### What you need to do
Every line of the material must come back exactly as given.

:: Given records ::

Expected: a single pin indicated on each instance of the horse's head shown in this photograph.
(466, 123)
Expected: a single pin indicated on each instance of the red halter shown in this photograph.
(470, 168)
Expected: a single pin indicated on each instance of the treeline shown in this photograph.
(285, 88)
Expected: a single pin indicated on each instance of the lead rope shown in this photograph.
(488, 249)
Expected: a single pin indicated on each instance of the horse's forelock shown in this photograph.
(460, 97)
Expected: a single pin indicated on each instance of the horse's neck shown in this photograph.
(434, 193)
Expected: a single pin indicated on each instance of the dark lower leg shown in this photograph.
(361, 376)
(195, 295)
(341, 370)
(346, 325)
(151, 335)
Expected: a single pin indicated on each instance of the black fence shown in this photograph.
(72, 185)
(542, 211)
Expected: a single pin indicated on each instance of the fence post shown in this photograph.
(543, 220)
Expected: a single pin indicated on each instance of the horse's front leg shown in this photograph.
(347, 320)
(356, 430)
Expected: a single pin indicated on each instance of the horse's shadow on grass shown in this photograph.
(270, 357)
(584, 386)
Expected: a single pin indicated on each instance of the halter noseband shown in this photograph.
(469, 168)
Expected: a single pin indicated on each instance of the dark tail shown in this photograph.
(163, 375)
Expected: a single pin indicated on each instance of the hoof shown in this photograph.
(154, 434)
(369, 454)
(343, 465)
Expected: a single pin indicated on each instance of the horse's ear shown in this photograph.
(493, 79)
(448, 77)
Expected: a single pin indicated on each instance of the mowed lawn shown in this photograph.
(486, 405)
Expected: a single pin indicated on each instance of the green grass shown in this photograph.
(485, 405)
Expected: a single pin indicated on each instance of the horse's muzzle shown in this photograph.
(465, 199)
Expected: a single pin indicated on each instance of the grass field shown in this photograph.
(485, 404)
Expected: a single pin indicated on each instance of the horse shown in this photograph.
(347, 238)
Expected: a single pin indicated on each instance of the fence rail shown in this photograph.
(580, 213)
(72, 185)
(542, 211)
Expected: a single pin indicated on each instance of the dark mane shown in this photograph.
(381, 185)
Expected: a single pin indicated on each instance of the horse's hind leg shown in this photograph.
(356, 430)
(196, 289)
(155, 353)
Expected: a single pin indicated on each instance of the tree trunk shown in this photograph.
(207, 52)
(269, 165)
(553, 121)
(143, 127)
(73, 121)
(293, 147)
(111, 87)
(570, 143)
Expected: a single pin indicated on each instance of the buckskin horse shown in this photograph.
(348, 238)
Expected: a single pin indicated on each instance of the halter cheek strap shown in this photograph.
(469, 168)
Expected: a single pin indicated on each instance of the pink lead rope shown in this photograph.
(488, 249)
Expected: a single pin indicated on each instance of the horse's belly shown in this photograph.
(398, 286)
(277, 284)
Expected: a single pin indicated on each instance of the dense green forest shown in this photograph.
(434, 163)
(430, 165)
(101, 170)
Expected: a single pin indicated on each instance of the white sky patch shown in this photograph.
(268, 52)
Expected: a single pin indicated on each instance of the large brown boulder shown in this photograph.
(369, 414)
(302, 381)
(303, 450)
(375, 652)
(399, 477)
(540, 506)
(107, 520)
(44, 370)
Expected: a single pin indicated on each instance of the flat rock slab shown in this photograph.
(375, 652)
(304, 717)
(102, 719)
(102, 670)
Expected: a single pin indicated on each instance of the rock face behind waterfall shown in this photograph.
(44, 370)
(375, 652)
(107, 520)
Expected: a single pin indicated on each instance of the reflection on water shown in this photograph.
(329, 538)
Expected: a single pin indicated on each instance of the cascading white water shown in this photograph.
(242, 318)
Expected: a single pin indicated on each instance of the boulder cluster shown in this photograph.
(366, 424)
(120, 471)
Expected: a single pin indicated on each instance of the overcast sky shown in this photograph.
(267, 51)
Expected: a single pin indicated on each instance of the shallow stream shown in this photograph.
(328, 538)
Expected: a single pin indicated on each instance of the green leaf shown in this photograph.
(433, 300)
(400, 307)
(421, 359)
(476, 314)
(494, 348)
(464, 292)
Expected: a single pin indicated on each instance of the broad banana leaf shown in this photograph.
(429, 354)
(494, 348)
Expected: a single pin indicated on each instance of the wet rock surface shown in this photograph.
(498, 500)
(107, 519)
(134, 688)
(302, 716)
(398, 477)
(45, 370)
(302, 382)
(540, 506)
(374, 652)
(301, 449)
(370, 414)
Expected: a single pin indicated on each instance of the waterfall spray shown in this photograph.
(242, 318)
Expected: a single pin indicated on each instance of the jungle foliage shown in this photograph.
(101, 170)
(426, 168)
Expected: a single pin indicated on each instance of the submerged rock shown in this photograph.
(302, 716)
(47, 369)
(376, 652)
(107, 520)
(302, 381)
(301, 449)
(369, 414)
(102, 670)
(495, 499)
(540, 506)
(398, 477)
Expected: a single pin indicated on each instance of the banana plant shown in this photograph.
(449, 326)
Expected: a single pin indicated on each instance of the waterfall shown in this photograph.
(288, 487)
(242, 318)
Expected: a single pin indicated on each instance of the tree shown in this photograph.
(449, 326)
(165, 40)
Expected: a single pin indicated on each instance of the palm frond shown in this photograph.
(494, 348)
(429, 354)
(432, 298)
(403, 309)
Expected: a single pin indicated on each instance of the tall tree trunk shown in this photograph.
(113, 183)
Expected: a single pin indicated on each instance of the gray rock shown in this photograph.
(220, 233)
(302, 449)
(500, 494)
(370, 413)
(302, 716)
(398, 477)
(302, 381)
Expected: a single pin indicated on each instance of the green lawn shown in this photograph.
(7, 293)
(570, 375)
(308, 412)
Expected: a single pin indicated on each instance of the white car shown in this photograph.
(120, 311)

:::

### Task solution
Expected: a single pin indicated on each instance of the horse's head shown in this photograph.
(466, 123)
Expected: a single pin indicated on each instance of the red halter shown in this photograph.
(470, 168)
Expected: a single pin indicated on each instance of the treeline shown in this photograph.
(285, 88)
Expected: a single pin indicated on each instance of the lead rope shown in this photograph.
(488, 249)
Expected: a single pin indicated on each instance of the horse's forelock shown in this photograph.
(460, 97)
Expected: a single pin indicated on each instance of the horse's neck shown in this photograph.
(434, 193)
Expected: a single pin indicated on each instance of the dark lower leg shown in this photograph.
(361, 376)
(195, 295)
(341, 370)
(346, 325)
(151, 335)
Expected: a single pin indicated on each instance of the black fence shown in this photograph.
(72, 185)
(542, 211)
Expected: a single pin indicated on each instance of the fence post shown in this photograph.
(543, 220)
Expected: a single pin indicated on each instance of the horse's front leg shown in this photograph.
(347, 320)
(356, 430)
Expected: a single pin indicated on each instance of the horse's shadow on grass shown in this photograph.
(270, 357)
(584, 386)
Expected: a single pin indicated on each instance of the halter noseband shown in this photograph.
(469, 168)
Expected: a single pin indicated on each instance of the dark tail shown in this photograph.
(163, 375)
Expected: a single pin indicated on each instance of the hoof shown in this photograph.
(154, 434)
(369, 454)
(343, 465)
Expected: a single pin indicated on each instance of the horse's ear shown in this photograph.
(493, 79)
(448, 77)
Expected: a single pin indicated on each instance of the mowed lawn shown in this photograph.
(486, 405)
Expected: a single pin indicated on each instance of the green grass shown in this photograph.
(485, 405)
Expected: a single pin indicated on each instance of the horse's muzzle shown in this photograph.
(465, 199)
Expected: a single pin indicated on each instance of the grass field shown in this photograph.
(485, 404)
Expected: a single pin indicated on each instance of the horse shown in this photograph.
(347, 238)
Expected: a single pin indicated on each instance of the fence rail shown in this photograph.
(580, 213)
(72, 185)
(542, 211)
Expected: a single pin indicated on each instance of the dark mane shown in this photograph.
(381, 185)
Expected: a single pin indicated on each instance of the horse's hind leg shown in this photograph.
(356, 430)
(196, 289)
(155, 353)
Expected: a single pin indicated on each instance of the tree trunk shown in this photograph.
(207, 52)
(269, 165)
(553, 121)
(143, 127)
(73, 121)
(293, 147)
(111, 87)
(570, 143)
Expected: a single pin indicated on each instance of the buckskin horse shown in this photograph.
(348, 238)
Expected: a single pin indicated on each instance of the halter cheek strap shown in this photograph.
(469, 168)
Expected: a single pin indicated on each instance of the pink lead rope shown in this photograph.
(488, 249)
Expected: a single pin indicated on each instance of the horse's belly shown in this photograph.
(398, 286)
(277, 284)
Expected: a single pin indicated on each instance of the dense green forest shown in this photograph.
(434, 163)
(430, 165)
(101, 170)
Expected: a single pin indicated on each instance of the white sky patch shown in this photograph.
(268, 52)
Expected: a single pin indicated on each instance of the large brown boulder shown in this photograph.
(369, 414)
(302, 381)
(303, 450)
(375, 652)
(399, 477)
(540, 506)
(107, 520)
(44, 370)
Expected: a single pin indicated on each instance of the flat rock slab shown in this photograph.
(375, 652)
(304, 717)
(102, 719)
(102, 670)
Expected: a single pin indicated on each instance of the rock face behind waterfall shown in this photograph.
(44, 370)
(375, 652)
(107, 520)
Expected: a single pin indicated on each instance of the reflection on water shown in this photograph.
(329, 538)
Expected: a single pin indicated on each instance of the cascading white water shown in this photograph.
(242, 318)
Expected: a single pin indicated on each instance of the boulder cluster shown in this photograph.
(366, 424)
(120, 471)
Expected: a single pin indicated on each instance of the overcast sky shown in this photograph.
(267, 51)
Expected: a single pin indicated on each instance of the shallow stream shown in this photograph.
(328, 538)
Expected: a single pin indicated on each instance of the green leaf shown in this photograph.
(433, 300)
(400, 307)
(421, 359)
(476, 314)
(494, 348)
(464, 292)
Expected: a single pin indicated on each instance of the broad banana leaf shown in this photograph.
(429, 354)
(494, 348)
Expected: a single pin indicated on each instance of the wet rock surface shown in this photograph.
(498, 500)
(107, 519)
(134, 688)
(302, 716)
(398, 477)
(45, 370)
(302, 382)
(540, 506)
(374, 652)
(301, 449)
(370, 414)
Expected: a single pin indicated on each instance of the waterfall spray shown in this photograph.
(242, 318)
Expected: a single pin indicated on each instance of the jungle foliage shown in this photograph.
(101, 170)
(426, 168)
Expected: a single pin indicated on each instance of the submerged rock shown in this photograph.
(302, 716)
(47, 369)
(376, 652)
(107, 520)
(302, 381)
(301, 449)
(369, 414)
(102, 670)
(495, 499)
(540, 506)
(398, 477)
Expected: a single pin indicated on each instance of the banana plant shown in this photograph.
(449, 326)
Expected: a single pin indicated on each instance of the waterfall shown in this photograph.
(288, 487)
(242, 318)
Expected: a single pin indicated on each instance of the tree shown in this photograph.
(449, 326)
(165, 40)
Expected: a single pin indicated on each instance of the palm frond shown in this photograph.
(494, 348)
(429, 354)
(432, 298)
(403, 309)
Expected: a single pin indicated on each instance of the tall tree trunk shown in this photograph.
(113, 183)
Expected: a single pin indicated on each instance of the gray rock shown in this photograph.
(220, 233)
(302, 449)
(500, 494)
(370, 413)
(302, 716)
(398, 477)
(302, 381)
Expected: a single pin indicated on each instance of the green lawn shown in this photograph.
(7, 293)
(570, 375)
(308, 412)
Expected: a single pin indicated on each instance of the white car shown in this photograph.
(120, 311)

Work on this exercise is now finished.